• **Text to read**:
++++++++++++++++++++

But Richard Lachman was paying attention. He's the Director of Zone Learning and an associate professor, Digital Media, at Ryerson University. In an article for the online magazine Policy Options, he outlined why he believes the project was a good stress test for democracy that revealed needed repairs to our privacy protections.
Lachman spoke with Spark host Nora Young about how data gathering can be a form of surveillance that subjects some people to more oversight than others.
Here is part of their conversation.
So the now-cancelled Sidewalk Labs project in Toronto originally promised to make Quayside the most measurable community in the world. Why might a measurable city be concerning?
The challenges, when we think of using data for one purpose, is it doesn't only have to be used for that purpose. So the question is: where does that data go? It's not that we necessarily know it's going to be used for nefarious purposes but I can't guarantee it. Once it starts being shared, then I'm much more worried.
But do you think there's a potential value in a measurable city, the privacy question accepted or assuming the privacy is baked in?
Absolutely. I mean if we think of the census being run in this country, better data can lead to better policy decisions. Where do people need attention? How many people use this service instead of another, and which people?
It allows us to target where we spend government money. It allows us to maybe target where we need better healthcare programming, and maybe allows us to track things like availability of healthy food, availability of exercise, availability of city services. There are positive and negative aspects to it, and a measured city has wonderful potential for being able to deliver services in a much better way.
You wrote that the smart city concept pulls surveillance tech from our smartphone and embeds it into the built environment. So why does that move concern you?
We seem to be sharing with companies right now with no oversight. And why would I be worried about putting that off my phone and now having the city or the province or the country have access to it?
But when some of these privacy implications start affecting my relationship with law enforcement, my ability to cross a border, my ability to get a job, it affects even more about my life.

++++++++++++++++++++

• **Set problem A**: In the smart city interview, what areas of a person's life does Lachman say privacy implications can start affecting? List each one.
• **Set problem B**: Carry the smart city interview forward from its final sentence.
The entries on this page play no part in this work.

++++++++++++++++++++

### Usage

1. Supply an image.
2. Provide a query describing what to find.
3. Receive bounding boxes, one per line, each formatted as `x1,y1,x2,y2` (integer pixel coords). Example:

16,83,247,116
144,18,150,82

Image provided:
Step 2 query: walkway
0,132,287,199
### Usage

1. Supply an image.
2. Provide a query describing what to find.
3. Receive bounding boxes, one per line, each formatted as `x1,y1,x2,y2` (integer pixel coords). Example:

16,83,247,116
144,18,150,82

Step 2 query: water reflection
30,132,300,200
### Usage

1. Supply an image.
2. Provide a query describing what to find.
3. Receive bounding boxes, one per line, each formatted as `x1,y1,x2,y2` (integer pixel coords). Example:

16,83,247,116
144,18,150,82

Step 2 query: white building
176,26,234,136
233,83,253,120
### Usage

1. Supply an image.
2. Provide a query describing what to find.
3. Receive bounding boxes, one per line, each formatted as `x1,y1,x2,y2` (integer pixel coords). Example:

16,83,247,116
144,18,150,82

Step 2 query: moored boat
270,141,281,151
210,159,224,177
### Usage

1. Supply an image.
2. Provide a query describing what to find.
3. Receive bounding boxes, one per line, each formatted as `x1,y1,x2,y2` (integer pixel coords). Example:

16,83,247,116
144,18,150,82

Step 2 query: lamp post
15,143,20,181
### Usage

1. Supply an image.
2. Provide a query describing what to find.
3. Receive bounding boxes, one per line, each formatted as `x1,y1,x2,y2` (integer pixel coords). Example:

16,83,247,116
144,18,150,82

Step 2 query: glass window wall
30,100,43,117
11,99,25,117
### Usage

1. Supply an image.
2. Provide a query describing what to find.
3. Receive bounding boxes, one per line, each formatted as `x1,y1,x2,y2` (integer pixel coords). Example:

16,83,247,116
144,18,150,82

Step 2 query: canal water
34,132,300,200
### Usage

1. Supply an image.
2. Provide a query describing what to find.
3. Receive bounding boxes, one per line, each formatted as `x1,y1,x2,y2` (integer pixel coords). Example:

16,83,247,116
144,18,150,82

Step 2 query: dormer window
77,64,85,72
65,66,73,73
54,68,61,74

++++++++++++++++++++

• **Response A**:
- His relationship with law enforcement
- His ability to cross a border
- His ability to get a job

• **Response B**:
Thinking of that moving into the hands of the state is a big shift. So imagine you get pulled over by a police officer, you've maybe been going five kilometres fast in a neighborhood. The officer might let you off with a warning or might not let you off with a warning. They take your license, they go sit in the car, and they look up something. I don't know what they look up at the moment. I'm assuming they're looking up if I have speeding tickets.
But if that instead goes into an unknown algorithm that's tying together a lot of different databases, maybe my border travel, if it's tracking my employment records, if it's tracking my healthcare or mental health records, that's scary. That's potentially saying an unknown algorithm that has no public transparency is producing a yes or no that judges and constrains some of my abilities to move around in society.
So in the context of the protests, what lessons do you think we can take from the whole Sidewalk Labs experience?
I think we are seeing cases where being able to document a few things is something really helpful. So how many people were at this protest? How big is this issue, and what exactly was happening in which locations at times? That's helpful both from a state point of view and helpful from an individual point of view.
So one worry would be if a place like Sidewalk Labs, it doesn't have to be them, but imagine that level of monitoring is there. How would that change the protests that are happening now? We've seen cases of kettling. We've seen cases of police trying to document things and maybe tracking individuals, so that would be worse.
It's really hard because what we're doing is conducting an experiment in real time at scale. That was always the scariest part about Sidewalk Labs: that it used a lab methodology, used sort of a design thinking approach. Let's test this and if it doesn't work we'll revise it.
That's the speed of software. Release the software and then we'll update it again next week. That's really hard to do in society. It's problematic to do because real people's lives are affected.
Someone really is going to jail, someone really is not able to access a service, and your software update didn't take away the effect on that person's life. So what we're really seeing is the danger of doing this at scale because it affects society; it doesn't affect just a tiny little focus group.